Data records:
=== Begin Enclosure ===
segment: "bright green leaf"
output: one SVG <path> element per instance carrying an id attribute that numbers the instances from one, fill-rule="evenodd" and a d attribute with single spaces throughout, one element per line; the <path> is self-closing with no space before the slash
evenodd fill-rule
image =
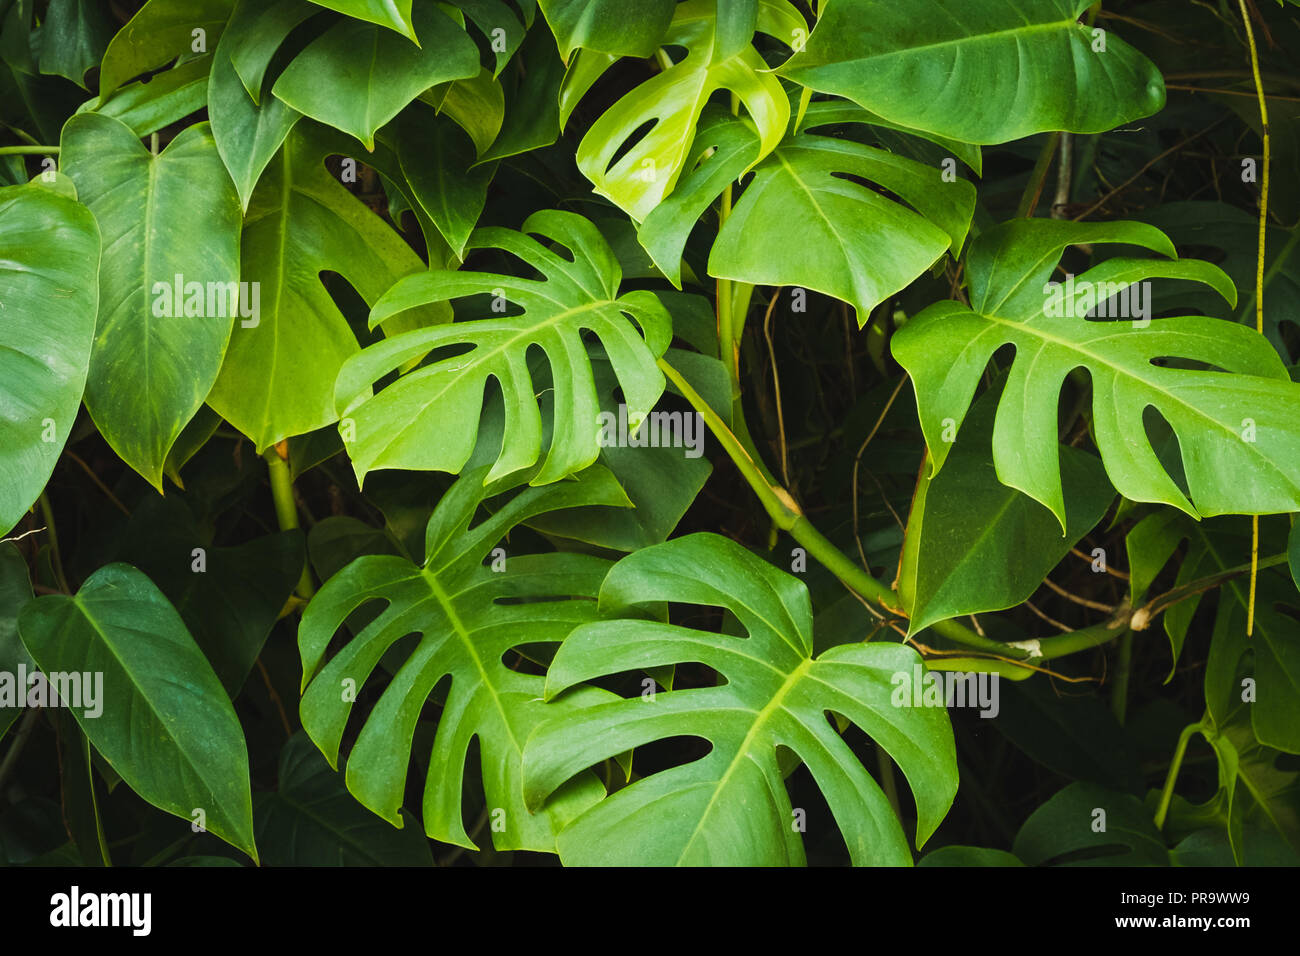
<path id="1" fill-rule="evenodd" d="M 558 243 L 571 258 L 527 233 Z M 671 319 L 650 292 L 619 296 L 618 262 L 586 219 L 542 211 L 528 218 L 522 233 L 481 228 L 468 248 L 503 249 L 543 278 L 434 270 L 403 279 L 375 304 L 372 328 L 408 309 L 479 294 L 491 297 L 494 312 L 513 303 L 523 313 L 394 335 L 347 362 L 336 397 L 339 413 L 350 425 L 341 431 L 358 481 L 377 468 L 459 472 L 474 449 L 489 378 L 500 384 L 506 401 L 505 436 L 489 479 L 534 465 L 542 450 L 542 418 L 527 367 L 534 346 L 551 361 L 556 414 L 545 465 L 532 482 L 544 484 L 581 471 L 596 460 L 600 434 L 583 331 L 600 339 L 613 363 L 633 427 L 663 391 L 655 359 L 672 338 Z M 371 384 L 409 359 L 463 344 L 474 348 L 408 372 L 371 397 Z"/>
<path id="2" fill-rule="evenodd" d="M 910 647 L 844 644 L 812 656 L 812 607 L 797 578 L 740 545 L 694 534 L 644 548 L 614 566 L 601 611 L 653 601 L 724 607 L 747 637 L 636 619 L 583 625 L 556 653 L 548 700 L 582 681 L 699 662 L 725 678 L 699 687 L 595 704 L 542 724 L 524 750 L 530 805 L 573 774 L 667 737 L 712 744 L 691 763 L 649 774 L 597 804 L 560 834 L 577 865 L 800 864 L 803 841 L 777 748 L 808 766 L 858 865 L 911 863 L 907 838 L 884 794 L 827 713 L 857 724 L 898 763 L 916 797 L 917 842 L 943 819 L 957 790 L 952 729 L 942 708 L 899 707 L 898 676 L 911 680 Z"/>
<path id="3" fill-rule="evenodd" d="M 81 405 L 99 302 L 99 230 L 74 199 L 35 183 L 7 186 L 0 261 L 2 533 L 45 487 Z"/>
<path id="4" fill-rule="evenodd" d="M 416 8 L 415 27 L 419 46 L 383 27 L 339 22 L 294 58 L 271 92 L 373 149 L 375 130 L 421 92 L 478 75 L 478 49 L 436 5 Z"/>
<path id="5" fill-rule="evenodd" d="M 322 272 L 337 272 L 368 303 L 424 267 L 396 232 L 325 168 L 336 137 L 301 122 L 267 167 L 242 239 L 246 282 L 260 315 L 241 319 L 208 401 L 259 450 L 338 420 L 334 379 L 359 351 Z"/>
<path id="6" fill-rule="evenodd" d="M 544 717 L 606 695 L 592 690 L 544 704 L 544 679 L 510 669 L 505 657 L 520 645 L 558 643 L 574 626 L 593 620 L 592 599 L 609 563 L 580 554 L 492 552 L 512 527 L 533 515 L 576 505 L 626 505 L 627 499 L 608 472 L 593 469 L 577 481 L 526 488 L 471 527 L 485 495 L 503 490 L 485 491 L 485 477 L 486 469 L 466 473 L 438 503 L 422 567 L 405 558 L 361 557 L 330 578 L 308 605 L 298 632 L 302 722 L 337 765 L 356 696 L 346 689 L 359 691 L 390 647 L 417 634 L 418 643 L 403 646 L 400 666 L 352 747 L 348 789 L 402 826 L 399 810 L 416 721 L 435 685 L 450 676 L 429 758 L 425 832 L 475 848 L 464 827 L 461 790 L 466 753 L 477 737 L 487 806 L 502 811 L 500 828 L 492 827 L 493 845 L 554 852 L 555 831 L 598 800 L 602 788 L 587 776 L 544 810 L 530 812 L 520 774 L 523 742 Z M 354 610 L 375 600 L 385 602 L 382 613 L 326 662 L 335 632 Z"/>
<path id="7" fill-rule="evenodd" d="M 1201 282 L 1229 301 L 1232 283 L 1196 260 L 1114 258 L 1053 287 L 1070 244 L 1124 242 L 1165 255 L 1173 247 L 1140 223 L 1021 219 L 982 234 L 966 270 L 969 308 L 941 302 L 894 336 L 894 357 L 912 376 L 921 427 L 938 471 L 989 358 L 1016 347 L 993 427 L 998 480 L 1052 510 L 1066 525 L 1057 455 L 1057 405 L 1075 368 L 1092 379 L 1092 431 L 1111 483 L 1132 501 L 1161 502 L 1188 514 L 1267 514 L 1300 510 L 1300 385 L 1262 336 L 1204 316 L 1139 317 L 1157 278 Z M 1124 310 L 1125 302 L 1128 309 Z M 1089 321 L 1098 306 L 1132 321 Z M 1157 364 L 1172 358 L 1223 371 Z M 1225 374 L 1232 373 L 1232 374 Z M 1152 406 L 1178 435 L 1190 495 L 1184 495 L 1149 440 Z"/>
<path id="8" fill-rule="evenodd" d="M 1158 112 L 1165 88 L 1146 57 L 1077 22 L 1089 3 L 827 0 L 779 72 L 968 143 L 1100 133 Z"/>
<path id="9" fill-rule="evenodd" d="M 206 123 L 153 156 L 119 120 L 82 113 L 64 128 L 61 158 L 105 250 L 86 408 L 161 490 L 167 452 L 211 390 L 238 311 L 239 199 Z"/>

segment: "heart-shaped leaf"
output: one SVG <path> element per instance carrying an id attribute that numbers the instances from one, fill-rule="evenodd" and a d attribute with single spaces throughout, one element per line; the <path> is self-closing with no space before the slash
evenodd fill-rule
<path id="1" fill-rule="evenodd" d="M 415 36 L 378 25 L 336 23 L 294 57 L 271 92 L 372 150 L 375 130 L 424 90 L 478 75 L 474 42 L 436 4 L 416 7 L 414 23 L 418 46 Z"/>
<path id="2" fill-rule="evenodd" d="M 103 236 L 86 408 L 161 490 L 238 314 L 239 197 L 207 123 L 153 156 L 121 121 L 81 113 L 63 129 L 61 159 Z"/>

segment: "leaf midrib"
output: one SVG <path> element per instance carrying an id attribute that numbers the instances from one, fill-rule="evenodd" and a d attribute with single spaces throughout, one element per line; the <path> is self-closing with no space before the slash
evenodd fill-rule
<path id="1" fill-rule="evenodd" d="M 727 765 L 727 769 L 723 771 L 722 776 L 718 778 L 717 783 L 713 787 L 713 793 L 709 795 L 709 802 L 705 804 L 704 810 L 700 813 L 699 820 L 696 821 L 695 828 L 691 831 L 690 837 L 687 838 L 686 845 L 682 847 L 681 853 L 678 854 L 677 862 L 679 864 L 686 858 L 687 854 L 690 853 L 691 847 L 695 845 L 695 841 L 699 837 L 700 832 L 704 829 L 704 824 L 708 820 L 709 814 L 713 812 L 713 808 L 718 802 L 719 795 L 727 788 L 727 782 L 731 779 L 732 774 L 736 772 L 736 768 L 740 766 L 742 760 L 750 759 L 750 747 L 752 746 L 754 739 L 758 736 L 759 731 L 766 725 L 772 714 L 781 709 L 781 703 L 784 701 L 786 695 L 790 693 L 791 689 L 794 688 L 795 685 L 803 680 L 812 664 L 813 659 L 811 657 L 805 657 L 799 665 L 790 672 L 789 676 L 786 677 L 777 692 L 772 695 L 772 699 L 755 712 L 754 722 L 750 725 L 749 731 L 745 734 L 745 739 L 740 742 L 740 746 L 736 748 L 735 756 L 731 758 L 731 762 Z"/>

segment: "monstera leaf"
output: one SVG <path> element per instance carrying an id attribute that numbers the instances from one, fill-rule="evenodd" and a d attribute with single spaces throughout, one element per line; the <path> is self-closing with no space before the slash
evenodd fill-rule
<path id="1" fill-rule="evenodd" d="M 161 489 L 238 313 L 239 199 L 206 123 L 154 156 L 121 121 L 81 113 L 63 128 L 62 162 L 103 236 L 86 408 Z"/>
<path id="2" fill-rule="evenodd" d="M 968 143 L 1100 133 L 1158 112 L 1160 71 L 1077 22 L 1091 0 L 827 0 L 778 71 Z"/>
<path id="3" fill-rule="evenodd" d="M 425 532 L 422 567 L 387 555 L 361 557 L 330 578 L 308 605 L 298 632 L 302 723 L 331 766 L 337 766 L 356 696 L 351 691 L 366 682 L 393 645 L 418 635 L 418 643 L 393 652 L 402 661 L 348 756 L 348 789 L 401 827 L 416 720 L 434 686 L 450 677 L 429 759 L 425 832 L 436 840 L 475 848 L 464 828 L 461 788 L 467 750 L 477 737 L 494 845 L 553 852 L 555 831 L 599 800 L 603 789 L 587 776 L 575 780 L 545 809 L 530 812 L 524 807 L 520 776 L 524 740 L 544 716 L 608 695 L 587 689 L 547 705 L 542 701 L 544 679 L 512 670 L 505 656 L 524 645 L 558 643 L 576 625 L 594 620 L 592 598 L 609 563 L 561 553 L 502 553 L 494 558 L 495 567 L 483 562 L 511 528 L 533 515 L 628 502 L 613 477 L 595 468 L 576 481 L 527 488 L 470 527 L 485 495 L 500 490 L 485 492 L 485 474 L 486 469 L 467 473 L 438 503 Z M 354 610 L 371 601 L 385 602 L 386 607 L 323 663 L 335 632 Z M 499 811 L 504 811 L 503 819 Z"/>
<path id="4" fill-rule="evenodd" d="M 922 664 L 895 643 L 844 644 L 812 656 L 812 607 L 798 579 L 711 534 L 636 552 L 601 586 L 602 612 L 651 601 L 724 607 L 748 637 L 644 620 L 583 625 L 546 678 L 547 699 L 608 674 L 698 662 L 725 678 L 700 687 L 576 710 L 548 719 L 524 749 L 530 806 L 575 773 L 665 737 L 707 740 L 709 754 L 637 780 L 586 811 L 559 837 L 568 864 L 784 865 L 804 861 L 778 748 L 812 773 L 855 864 L 909 864 L 888 801 L 827 719 L 842 714 L 898 762 L 924 843 L 957 790 L 952 729 L 943 708 L 894 706 L 898 675 Z"/>
<path id="5" fill-rule="evenodd" d="M 424 90 L 478 75 L 474 41 L 436 4 L 416 7 L 414 20 L 418 41 L 376 24 L 336 23 L 294 57 L 271 92 L 373 150 L 375 130 Z"/>
<path id="6" fill-rule="evenodd" d="M 843 103 L 814 104 L 808 119 L 808 126 L 878 120 Z M 696 221 L 761 152 L 744 120 L 711 113 L 700 124 L 690 173 L 639 234 L 674 283 Z M 902 202 L 850 177 L 877 183 Z M 853 305 L 865 324 L 878 303 L 945 252 L 960 251 L 974 208 L 975 187 L 964 179 L 949 181 L 941 170 L 888 150 L 799 133 L 754 170 L 713 244 L 709 274 L 816 289 Z"/>
<path id="7" fill-rule="evenodd" d="M 700 112 L 717 90 L 730 90 L 753 118 L 760 158 L 785 135 L 790 101 L 780 80 L 766 72 L 767 64 L 748 43 L 734 52 L 722 44 L 733 29 L 724 17 L 743 16 L 744 6 L 717 0 L 679 4 L 663 43 L 684 47 L 685 59 L 601 114 L 578 145 L 578 168 L 597 193 L 633 219 L 645 219 L 672 192 L 690 155 Z M 757 28 L 790 43 L 796 31 L 807 30 L 807 24 L 787 0 L 761 0 Z M 613 62 L 612 57 L 574 61 L 565 78 L 570 108 Z M 648 124 L 649 131 L 637 138 Z"/>
<path id="8" fill-rule="evenodd" d="M 341 138 L 300 122 L 267 167 L 244 220 L 242 278 L 257 283 L 259 315 L 240 320 L 208 402 L 259 449 L 338 420 L 334 379 L 360 346 L 321 273 L 338 273 L 373 303 L 403 275 L 424 268 L 401 236 L 325 168 Z M 441 317 L 421 315 L 420 321 Z"/>
<path id="9" fill-rule="evenodd" d="M 0 534 L 45 487 L 72 431 L 99 302 L 99 229 L 33 183 L 0 189 Z"/>
<path id="10" fill-rule="evenodd" d="M 532 483 L 557 481 L 590 465 L 599 453 L 600 404 L 584 330 L 595 333 L 613 364 L 629 428 L 654 407 L 664 386 L 655 359 L 672 339 L 672 323 L 659 300 L 650 292 L 618 295 L 618 261 L 583 217 L 546 210 L 530 216 L 523 232 L 554 240 L 571 259 L 509 229 L 479 229 L 469 249 L 503 249 L 544 278 L 433 270 L 403 279 L 375 304 L 372 328 L 417 306 L 480 293 L 493 297 L 494 309 L 504 311 L 509 301 L 524 311 L 394 335 L 348 360 L 336 396 L 340 432 L 358 481 L 377 468 L 459 472 L 474 450 L 489 378 L 505 396 L 506 423 L 488 480 L 534 465 L 542 448 L 542 417 L 527 364 L 534 346 L 551 361 L 555 415 L 550 450 Z M 404 362 L 467 344 L 470 351 L 408 372 L 371 397 L 371 383 Z"/>
<path id="11" fill-rule="evenodd" d="M 1063 287 L 1047 285 L 1066 246 L 1105 242 L 1171 258 L 1109 259 Z M 891 342 L 916 388 L 932 473 L 948 456 L 989 358 L 1010 344 L 1015 361 L 993 426 L 998 480 L 1046 505 L 1062 529 L 1057 405 L 1063 379 L 1080 367 L 1092 379 L 1092 431 L 1102 463 L 1124 497 L 1170 504 L 1194 517 L 1300 510 L 1300 385 L 1267 340 L 1205 316 L 1085 317 L 1094 306 L 1113 315 L 1126 298 L 1134 311 L 1156 278 L 1205 283 L 1235 299 L 1221 270 L 1175 256 L 1163 233 L 1132 222 L 1021 219 L 981 235 L 966 263 L 970 307 L 933 305 Z M 1130 286 L 1133 296 L 1122 291 Z M 1190 363 L 1222 371 L 1179 367 Z M 1146 437 L 1148 407 L 1181 440 L 1189 494 Z"/>

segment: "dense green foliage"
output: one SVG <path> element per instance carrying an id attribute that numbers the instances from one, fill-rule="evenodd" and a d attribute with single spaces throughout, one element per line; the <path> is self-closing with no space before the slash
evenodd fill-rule
<path id="1" fill-rule="evenodd" d="M 0 0 L 0 863 L 1300 863 L 1297 48 Z"/>

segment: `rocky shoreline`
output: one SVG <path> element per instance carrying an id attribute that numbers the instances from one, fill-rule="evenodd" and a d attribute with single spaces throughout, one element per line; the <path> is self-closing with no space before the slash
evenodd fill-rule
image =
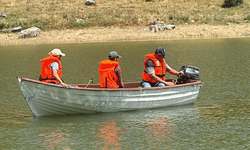
<path id="1" fill-rule="evenodd" d="M 96 43 L 121 41 L 157 41 L 177 39 L 210 39 L 250 37 L 250 25 L 227 26 L 179 25 L 172 30 L 151 32 L 144 27 L 95 27 L 80 30 L 53 30 L 41 32 L 38 37 L 18 39 L 19 33 L 0 34 L 0 45 L 37 45 L 65 43 Z"/>

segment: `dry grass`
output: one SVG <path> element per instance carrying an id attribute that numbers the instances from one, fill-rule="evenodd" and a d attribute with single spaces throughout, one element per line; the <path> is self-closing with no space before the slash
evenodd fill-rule
<path id="1" fill-rule="evenodd" d="M 83 0 L 1 0 L 0 11 L 7 14 L 5 27 L 37 26 L 42 30 L 107 26 L 145 26 L 160 19 L 168 24 L 242 23 L 249 14 L 250 0 L 235 8 L 222 8 L 224 0 L 96 0 L 86 6 Z M 170 16 L 173 19 L 170 19 Z M 187 18 L 187 16 L 189 16 Z M 76 24 L 84 19 L 85 24 Z"/>

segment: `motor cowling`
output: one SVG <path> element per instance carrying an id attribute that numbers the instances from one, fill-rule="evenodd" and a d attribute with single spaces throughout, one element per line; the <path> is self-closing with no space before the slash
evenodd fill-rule
<path id="1" fill-rule="evenodd" d="M 180 71 L 182 71 L 184 75 L 178 77 L 176 84 L 189 83 L 192 80 L 200 80 L 200 69 L 197 67 L 182 66 Z"/>

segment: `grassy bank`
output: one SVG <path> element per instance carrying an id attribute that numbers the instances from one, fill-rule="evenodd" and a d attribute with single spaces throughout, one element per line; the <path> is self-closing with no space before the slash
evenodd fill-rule
<path id="1" fill-rule="evenodd" d="M 1 0 L 0 12 L 7 17 L 0 18 L 0 29 L 147 26 L 156 19 L 174 25 L 243 24 L 250 20 L 250 0 L 233 8 L 223 8 L 223 3 L 224 0 L 96 0 L 96 6 L 86 6 L 85 0 Z M 77 19 L 85 23 L 76 23 Z"/>
<path id="2" fill-rule="evenodd" d="M 96 0 L 96 6 L 86 6 L 85 0 L 1 0 L 0 12 L 7 17 L 0 17 L 0 45 L 250 37 L 250 0 L 232 8 L 223 8 L 223 3 Z M 76 23 L 77 19 L 85 23 Z M 176 28 L 149 32 L 149 23 L 156 19 Z M 17 39 L 18 33 L 5 32 L 17 26 L 35 26 L 42 33 Z"/>

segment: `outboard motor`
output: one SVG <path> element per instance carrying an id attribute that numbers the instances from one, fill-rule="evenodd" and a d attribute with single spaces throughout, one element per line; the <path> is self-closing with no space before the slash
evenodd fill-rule
<path id="1" fill-rule="evenodd" d="M 178 77 L 176 84 L 188 83 L 191 80 L 200 80 L 200 69 L 194 66 L 182 66 L 180 71 L 183 71 L 184 75 Z"/>

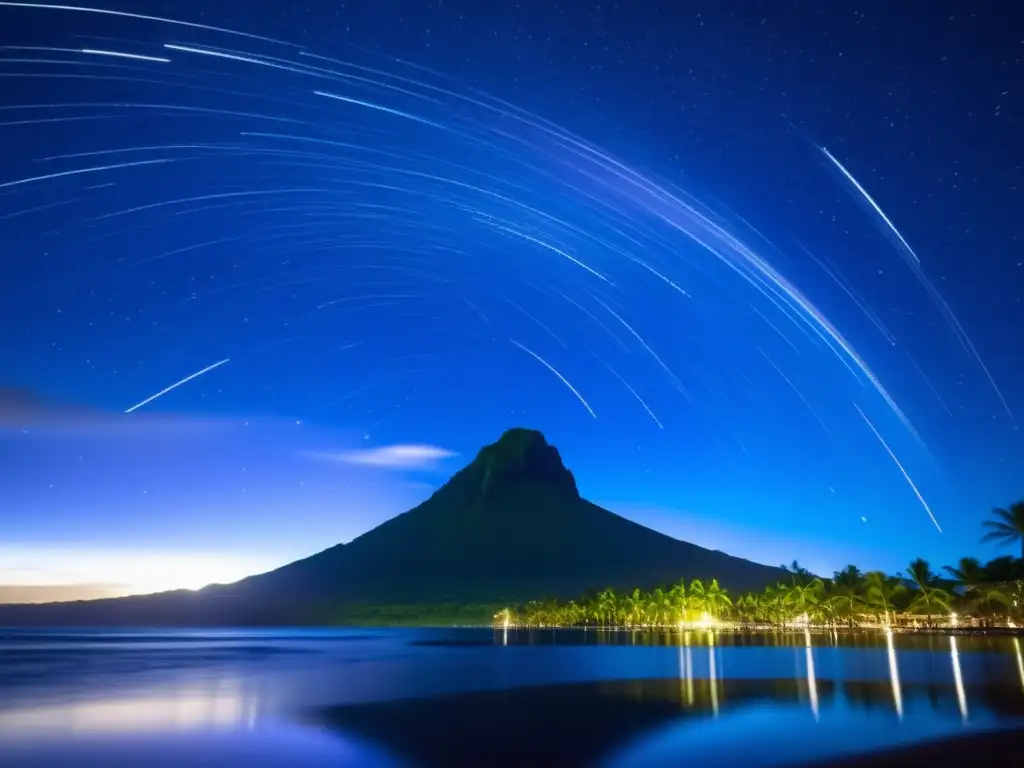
=== End Enclosure ===
## What to do
Write out each line above that contains the word "motor".

## Answer
segment: `motor cowling`
segment: `outboard motor`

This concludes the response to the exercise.